Exercise brief> Filter the entries that follow, copying every line in which the word "porch" appears.

*** Given entries Section Begins ***

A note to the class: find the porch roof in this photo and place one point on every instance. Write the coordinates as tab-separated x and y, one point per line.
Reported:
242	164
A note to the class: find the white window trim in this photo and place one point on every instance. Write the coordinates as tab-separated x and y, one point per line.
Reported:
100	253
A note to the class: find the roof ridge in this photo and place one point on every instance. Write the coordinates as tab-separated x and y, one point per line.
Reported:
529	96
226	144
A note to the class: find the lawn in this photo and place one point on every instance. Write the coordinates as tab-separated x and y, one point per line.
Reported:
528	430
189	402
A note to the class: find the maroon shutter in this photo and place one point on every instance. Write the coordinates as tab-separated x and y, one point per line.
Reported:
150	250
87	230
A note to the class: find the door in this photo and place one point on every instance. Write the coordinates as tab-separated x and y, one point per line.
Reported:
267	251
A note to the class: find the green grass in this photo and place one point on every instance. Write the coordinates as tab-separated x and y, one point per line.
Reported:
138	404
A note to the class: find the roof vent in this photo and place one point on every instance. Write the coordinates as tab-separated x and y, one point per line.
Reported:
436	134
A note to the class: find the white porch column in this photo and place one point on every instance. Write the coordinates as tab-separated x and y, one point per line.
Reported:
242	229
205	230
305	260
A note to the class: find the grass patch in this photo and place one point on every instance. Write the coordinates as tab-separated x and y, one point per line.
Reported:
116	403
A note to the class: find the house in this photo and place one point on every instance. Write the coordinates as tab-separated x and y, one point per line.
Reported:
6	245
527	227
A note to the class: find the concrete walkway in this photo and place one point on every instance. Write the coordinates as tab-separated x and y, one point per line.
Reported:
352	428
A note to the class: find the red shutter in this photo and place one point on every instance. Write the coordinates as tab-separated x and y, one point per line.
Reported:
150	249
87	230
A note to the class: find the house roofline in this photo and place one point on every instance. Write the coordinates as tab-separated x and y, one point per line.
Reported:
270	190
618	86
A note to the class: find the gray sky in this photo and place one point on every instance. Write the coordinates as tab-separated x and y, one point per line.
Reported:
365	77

*** Given entries Section Ends ***

Response for this exercise>
A note to the class: find the porch roof in this photo and place one point on every instance. Write the coordinates as tab-separated x and y, one point per line.
A note to the class: find the white porch column in this photo and place one point on every instance. Write the coordinates as tab-separated x and y, one point per line.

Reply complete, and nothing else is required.